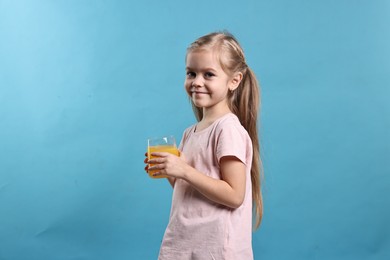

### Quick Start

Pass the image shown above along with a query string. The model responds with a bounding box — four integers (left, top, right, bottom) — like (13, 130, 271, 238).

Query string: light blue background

(1, 0, 389, 259)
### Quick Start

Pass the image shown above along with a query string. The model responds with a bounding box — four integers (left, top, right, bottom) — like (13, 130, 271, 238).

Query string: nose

(191, 76, 203, 88)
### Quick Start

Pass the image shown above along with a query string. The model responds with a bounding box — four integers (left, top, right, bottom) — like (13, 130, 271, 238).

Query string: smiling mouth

(191, 91, 209, 95)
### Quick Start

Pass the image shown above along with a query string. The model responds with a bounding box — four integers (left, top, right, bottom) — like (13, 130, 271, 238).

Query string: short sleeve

(215, 122, 251, 166)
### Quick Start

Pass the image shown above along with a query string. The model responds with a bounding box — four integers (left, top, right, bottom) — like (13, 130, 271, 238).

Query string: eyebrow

(185, 67, 217, 72)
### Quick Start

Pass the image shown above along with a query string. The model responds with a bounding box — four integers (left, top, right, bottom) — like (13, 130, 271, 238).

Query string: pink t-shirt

(159, 113, 254, 260)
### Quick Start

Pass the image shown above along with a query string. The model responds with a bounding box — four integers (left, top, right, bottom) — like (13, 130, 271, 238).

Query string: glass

(147, 136, 179, 178)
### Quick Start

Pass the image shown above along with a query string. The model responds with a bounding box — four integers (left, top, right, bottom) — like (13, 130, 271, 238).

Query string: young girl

(145, 31, 263, 260)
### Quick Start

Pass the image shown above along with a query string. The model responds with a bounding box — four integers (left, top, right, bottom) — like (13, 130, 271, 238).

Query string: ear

(229, 72, 243, 91)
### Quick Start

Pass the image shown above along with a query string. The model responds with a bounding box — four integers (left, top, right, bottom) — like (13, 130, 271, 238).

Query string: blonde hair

(187, 31, 263, 229)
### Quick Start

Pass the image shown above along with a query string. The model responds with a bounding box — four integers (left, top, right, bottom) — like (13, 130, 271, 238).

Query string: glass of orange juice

(147, 136, 179, 178)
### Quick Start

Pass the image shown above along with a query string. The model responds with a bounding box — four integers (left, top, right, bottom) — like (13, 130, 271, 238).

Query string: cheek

(184, 81, 192, 96)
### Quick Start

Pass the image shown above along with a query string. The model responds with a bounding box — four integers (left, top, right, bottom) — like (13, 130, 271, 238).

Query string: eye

(186, 71, 196, 78)
(204, 72, 215, 78)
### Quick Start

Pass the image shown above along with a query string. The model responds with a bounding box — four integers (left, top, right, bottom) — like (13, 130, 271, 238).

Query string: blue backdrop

(1, 0, 389, 259)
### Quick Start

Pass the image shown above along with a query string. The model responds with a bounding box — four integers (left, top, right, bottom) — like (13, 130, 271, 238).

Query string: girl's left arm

(149, 153, 246, 209)
(184, 156, 246, 209)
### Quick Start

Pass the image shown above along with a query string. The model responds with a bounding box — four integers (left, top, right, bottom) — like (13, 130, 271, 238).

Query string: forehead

(186, 50, 223, 70)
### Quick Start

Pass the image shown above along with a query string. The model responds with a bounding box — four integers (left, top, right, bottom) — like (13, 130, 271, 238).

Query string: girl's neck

(196, 107, 232, 132)
(202, 101, 232, 120)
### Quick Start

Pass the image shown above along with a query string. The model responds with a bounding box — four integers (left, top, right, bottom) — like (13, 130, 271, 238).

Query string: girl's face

(185, 50, 239, 115)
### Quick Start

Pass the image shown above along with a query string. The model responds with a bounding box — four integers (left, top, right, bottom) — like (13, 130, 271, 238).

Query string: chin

(192, 101, 206, 108)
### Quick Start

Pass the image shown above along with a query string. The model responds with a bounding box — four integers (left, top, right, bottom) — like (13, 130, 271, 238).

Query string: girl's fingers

(143, 151, 173, 175)
(152, 170, 165, 177)
(150, 152, 170, 157)
(148, 157, 167, 164)
(148, 164, 164, 171)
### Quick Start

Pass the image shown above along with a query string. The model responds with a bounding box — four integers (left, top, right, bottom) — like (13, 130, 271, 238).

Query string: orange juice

(148, 145, 179, 178)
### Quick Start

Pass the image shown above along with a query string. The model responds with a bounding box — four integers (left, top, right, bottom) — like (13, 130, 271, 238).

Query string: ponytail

---------------

WHAT TO WORK ON: All of the material above should be output exactly, with the pictures left behind.

SOLVED EXERCISE:
### Quick Start

Pass the image shown above along with a query string. The model responds with a bounding box — four integers (left, top, right, bottom) — like (13, 130, 271, 238).

Query string: light blue background

(1, 0, 389, 259)
### Quick Start

Pass the image shown above along with a query string. The model responds with a bounding box — four integers (left, top, right, bottom) — like (13, 130, 271, 238).

Query string: nose

(191, 76, 203, 88)
### Quick Start

Pass the image shown above along with a query string. The model responds with a bounding box — four integers (left, top, right, bottom) — like (13, 130, 271, 238).

Query string: smiling mouth

(191, 91, 209, 95)
### Quick Start

Pass the image shown above along with a query string. The model responds with a bounding box — four integers (left, top, right, bottom) — like (13, 130, 271, 238).

Query string: short sleeve

(215, 122, 251, 166)
### Quick Start

Pass the image shown above along with a query string. The model responds with a bounding box — four integers (left, top, right, bottom) — like (13, 130, 271, 238).

Query string: eyebrow

(185, 67, 217, 72)
### Quick Start

Pass the image shown above along with a query string. The model responds with a bounding box — four integers (left, top, right, bottom) — like (13, 130, 271, 238).

Query string: pink t-shirt

(159, 113, 254, 260)
### Quick Start

Pass the image shown above along with a query string. The model responds with a bounding box — four integers (left, top, right, bottom) — like (13, 130, 271, 238).

Query string: glass

(147, 136, 179, 178)
### Quick Start

Pass the image shown above along with a query string. The model responds with a bounding box — four integers (left, top, right, bottom) — like (13, 130, 271, 238).

Query string: young girl

(145, 31, 263, 260)
### Quick Start

Pass the image shown above along with a query string. The model responds with a bounding box — four integers (left, top, right, bottom) — like (13, 130, 271, 238).

Query string: ear

(229, 72, 243, 91)
### Quick Start

Pass the image shown above along with a query string. The model responds with a bounding box — four integers (left, top, right, bottom) — like (13, 130, 271, 238).

Query string: blonde hair

(187, 31, 263, 229)
### Quick Start

Pass the image shown above along with a query string. The model responds with a bounding box — four integers (left, top, right, bottom) — like (13, 130, 271, 238).

Query string: glass of orange juice

(147, 136, 179, 178)
### Quick Start

Pass the image shown above along with a query string. The model responds with a bounding box — four integers (left, top, right, bottom) — like (13, 130, 271, 238).

Query string: cheek

(184, 81, 192, 96)
### Quick Start

Pass the image shown above along with a query string. The model responds with a bounding box — four integers (left, top, right, bottom) — like (13, 130, 271, 238).

Query string: eye

(186, 71, 196, 78)
(204, 72, 215, 78)
### Quick Start

Pass the image shown above along with a query string. The model responds with a bounding box — four integers (left, top, right, bottom) — like (13, 130, 271, 238).

Query string: blue backdrop

(1, 0, 389, 259)
### Quick Start

Pass the image shown above along with a query string. The model responds with a bounding box — four integers (left, top, right, bottom) — like (13, 130, 271, 238).

Query string: girl's left arm

(149, 153, 246, 209)
(184, 156, 246, 209)
### Quick Start

Pass the image shown above along with a query string. The model responds with a bounding box — four integers (left, top, right, bottom) — like (13, 130, 271, 238).

Query string: forehead

(186, 50, 223, 70)
### Quick Start

Pass the image shown above along with a query string. The model responds with a bounding box — four integers (left, top, right, bottom) — like (13, 130, 271, 238).

Query string: girl's neck

(196, 107, 232, 132)
(202, 101, 232, 120)
### Quick Start

Pass the image shown above along with a query string. The model responds with a bounding box — four integers (left, top, right, bottom) — like (13, 130, 271, 238).

Query string: girl's face

(185, 50, 239, 115)
### Quick Start

Pass the image shown above along with a query string. The model responds with a bounding box — four integers (left, top, right, bottom) — like (13, 130, 271, 238).

Query string: chin

(192, 101, 206, 108)
### Quick Start

Pass the image shown above along with a query string. The model responds with a bounding box — four integers (left, top, right, bottom) — like (13, 130, 271, 238).

Query string: girl's fingers

(143, 151, 173, 175)
(152, 170, 165, 177)
(150, 152, 170, 157)
(148, 157, 167, 164)
(148, 164, 164, 171)
### Quick Start

Pass the image shown above along with a query string. The model responds with a bounding box — four integers (left, top, right, bottom) — like (13, 130, 271, 238).

Query string: orange juice

(148, 145, 179, 178)
### Quick Start

Pass the image shown above along with a query string. The model responds with a bounding box — four integers (left, top, right, bottom) — like (13, 130, 271, 238).

Query string: ponytail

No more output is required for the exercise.